Exercise description -
Please write out every line of the material exactly.

(Provided material begins)

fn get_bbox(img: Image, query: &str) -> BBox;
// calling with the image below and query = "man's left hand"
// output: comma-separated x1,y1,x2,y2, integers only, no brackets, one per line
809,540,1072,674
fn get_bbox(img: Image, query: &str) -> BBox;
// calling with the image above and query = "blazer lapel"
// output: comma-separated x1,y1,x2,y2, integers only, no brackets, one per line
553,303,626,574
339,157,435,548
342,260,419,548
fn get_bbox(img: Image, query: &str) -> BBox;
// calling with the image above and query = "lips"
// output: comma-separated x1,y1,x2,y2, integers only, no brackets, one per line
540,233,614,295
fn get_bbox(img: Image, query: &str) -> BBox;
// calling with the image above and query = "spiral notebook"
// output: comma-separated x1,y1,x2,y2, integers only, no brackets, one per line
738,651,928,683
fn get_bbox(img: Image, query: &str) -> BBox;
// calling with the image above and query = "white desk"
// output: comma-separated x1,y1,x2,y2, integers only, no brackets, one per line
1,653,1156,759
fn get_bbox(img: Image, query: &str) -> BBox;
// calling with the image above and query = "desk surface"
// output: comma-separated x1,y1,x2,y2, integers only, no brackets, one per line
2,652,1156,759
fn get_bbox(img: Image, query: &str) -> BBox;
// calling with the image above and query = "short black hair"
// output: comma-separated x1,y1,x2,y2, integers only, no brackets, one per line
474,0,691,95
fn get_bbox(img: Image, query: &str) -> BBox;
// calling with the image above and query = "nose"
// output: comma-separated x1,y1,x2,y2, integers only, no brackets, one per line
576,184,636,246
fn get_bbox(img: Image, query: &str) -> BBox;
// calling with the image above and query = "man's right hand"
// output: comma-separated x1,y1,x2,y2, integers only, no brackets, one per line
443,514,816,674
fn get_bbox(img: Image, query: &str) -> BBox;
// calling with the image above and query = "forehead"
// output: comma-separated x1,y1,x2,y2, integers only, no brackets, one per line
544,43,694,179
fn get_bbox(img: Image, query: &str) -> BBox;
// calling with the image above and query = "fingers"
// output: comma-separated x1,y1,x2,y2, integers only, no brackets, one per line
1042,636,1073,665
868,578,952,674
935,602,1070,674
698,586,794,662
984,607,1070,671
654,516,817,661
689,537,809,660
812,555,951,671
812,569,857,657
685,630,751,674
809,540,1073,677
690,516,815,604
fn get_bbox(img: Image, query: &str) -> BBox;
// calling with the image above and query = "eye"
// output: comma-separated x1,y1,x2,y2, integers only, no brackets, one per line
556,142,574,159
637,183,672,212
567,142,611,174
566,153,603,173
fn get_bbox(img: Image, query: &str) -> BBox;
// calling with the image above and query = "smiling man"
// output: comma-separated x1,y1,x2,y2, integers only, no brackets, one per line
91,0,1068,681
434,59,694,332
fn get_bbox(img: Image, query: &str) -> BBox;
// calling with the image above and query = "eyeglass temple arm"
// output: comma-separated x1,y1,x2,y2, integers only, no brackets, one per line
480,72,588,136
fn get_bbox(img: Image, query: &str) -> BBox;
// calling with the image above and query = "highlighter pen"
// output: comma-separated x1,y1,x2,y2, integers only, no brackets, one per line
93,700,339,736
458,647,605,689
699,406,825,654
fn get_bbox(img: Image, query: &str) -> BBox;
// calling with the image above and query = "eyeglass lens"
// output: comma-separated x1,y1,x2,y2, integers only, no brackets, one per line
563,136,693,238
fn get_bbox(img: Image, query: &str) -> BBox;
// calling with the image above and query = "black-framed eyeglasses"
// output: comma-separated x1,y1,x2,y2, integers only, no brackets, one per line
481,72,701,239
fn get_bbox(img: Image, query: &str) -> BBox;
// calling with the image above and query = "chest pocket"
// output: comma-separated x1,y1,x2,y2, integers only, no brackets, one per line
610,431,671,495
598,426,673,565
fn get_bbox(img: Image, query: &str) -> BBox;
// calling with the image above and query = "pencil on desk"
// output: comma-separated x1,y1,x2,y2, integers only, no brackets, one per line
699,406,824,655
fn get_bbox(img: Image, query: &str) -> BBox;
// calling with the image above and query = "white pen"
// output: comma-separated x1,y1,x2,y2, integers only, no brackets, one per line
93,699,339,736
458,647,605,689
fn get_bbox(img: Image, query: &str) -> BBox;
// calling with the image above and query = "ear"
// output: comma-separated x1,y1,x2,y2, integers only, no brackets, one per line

(Provided material ends)

Response -
fn get_bbox(img: Image, query: &str) -> BBox;
// calling with the image below and query = "man's left hand"
// output: comma-separated x1,y1,x2,y2, integers only, no brackets, one per line
809,540,1072,674
fn get_bbox(img: Image, query: &str) -> BBox;
// calling with the image above and query = "blazer lapel"
// output: comma-separated x1,y1,x2,y2, integers only, no brackets, one per line
553,303,626,574
339,157,435,548
342,260,419,548
fn get_bbox(img: Image, query: &str) -> BBox;
// calling with the image above and query = "lips"
// output: comma-separated x1,y1,x2,y2, integers only, no brackets, one per line
540,233,614,295
fn get_bbox(img: Image, query: &str) -> BBox;
// calling with the image above and query = "spiral notebook"
// output: comma-separated x1,y1,x2,y2, integers only, no brackets, one per line
738,651,928,683
fn get_bbox(img: Image, query: &str) -> BBox;
// calling with the image above and query = "white desk"
// output: comma-separated x1,y1,x2,y2, integers only, no brackets, one per line
1,653,1156,759
fn get_bbox(img: Image, query: &str) -> BBox;
// calling with the image above and query = "desk surface"
// output: comma-separated x1,y1,x2,y2, integers only, no brackets, one per line
2,652,1156,759
fn get_bbox(img: Image, query: &str) -> BBox;
// calling with the image above and query = "short black hair"
// output: comma-separated x1,y1,x2,y2, integers only, no brackets, one per line
474,0,691,95
fn get_bbox(img: Image, query: &str) -> BBox;
// calling with the image above and query = "nose"
// output: comma-separated x1,y1,x2,y2, integers only, no brackets, one per line
576,184,636,246
fn get_bbox(img: Image, query: &str) -> BBox;
// calling with the image above and query = "man's right hand"
// output: comma-separated x1,y1,x2,y2, integers only, no brackets, one per line
443,514,816,674
fn get_bbox(img: Image, query: &str) -> BBox;
// calling with the image above and query = "forehead"
// output: comma-separated x1,y1,x2,y2, integers only, no brackets, one per line
544,43,694,179
fn get_bbox(img: Image, query: &str) -> BBox;
// calling with the image above and query = "fingers"
// output: comma-separated x1,y1,x2,y2, integers only, no brackets, one per line
1042,636,1073,665
868,578,952,674
935,602,1070,674
698,586,794,662
984,607,1070,671
654,516,817,661
689,537,809,660
812,555,951,671
812,569,857,657
685,630,751,674
809,540,1073,677
690,516,815,604
fn get_bbox(img: Image, query: &str) -> BBox;
// calling with the image above and query = "eye"
// output: comma-separated x1,y1,x2,y2, integers only, no brackets, one per line
556,142,574,159
637,183,672,212
567,142,611,174
566,153,603,173
fn get_bbox(img: Image, query: &str) -> BBox;
// calling with the image above and query = "smiling man"
// output: comma-separated x1,y1,x2,y2, integers only, no brackets, one per line
91,0,1068,681
434,59,694,332
fn get_bbox(img: Image, query: &str) -> BBox;
// calling with the image above and query = "eyeglass temple arm"
// output: comma-separated x1,y1,x2,y2, integers only, no brackets, one per line
480,72,588,136
fn get_bbox(img: Image, query: &str) -> BBox;
// calling with the image above and query = "highlighter pen"
// output: comma-separated x1,y1,x2,y2, integers only, no brackets, one per line
93,700,339,736
458,647,605,689
699,406,825,654
fn get_bbox(img: Image, query: &str) -> BBox;
// calling with the image above and query = "eyeglass lens"
// output: comma-separated x1,y1,x2,y2, integers only, no brackets, one per line
563,136,693,238
fn get_bbox(img: Image, query: &str) -> BBox;
// calling with the image above and query = "black-framed eyeglasses"
// output: comma-separated x1,y1,x2,y2, integers only, no brackets, one per line
481,72,701,239
fn get_bbox(img: Image, query: &str) -> BBox;
// calling with the image above and query = "chest pocket"
// output: comma-separated x1,y1,x2,y2, integers only, no brackets, one per line
610,431,671,495
598,426,673,565
fn get_bbox(img: Image, query: &str) -> BBox;
// calling with the image above and query = "pencil on desk"
// output: comma-separated x1,y1,x2,y2, integers only, no brackets, one per line
699,406,824,655
fn get_bbox(img: Image, query: &str) -> BBox;
// calling with the image above and query = "white pen"
// output: comma-separated x1,y1,x2,y2, integers only, no brackets, one per line
93,699,339,736
458,647,605,689
fn get_bbox(img: Image, query: &str) -> BBox;
// calling with the image above and query = "ear"
// output: comma-separated x1,y1,x2,y2, integers only, no brackets, one per line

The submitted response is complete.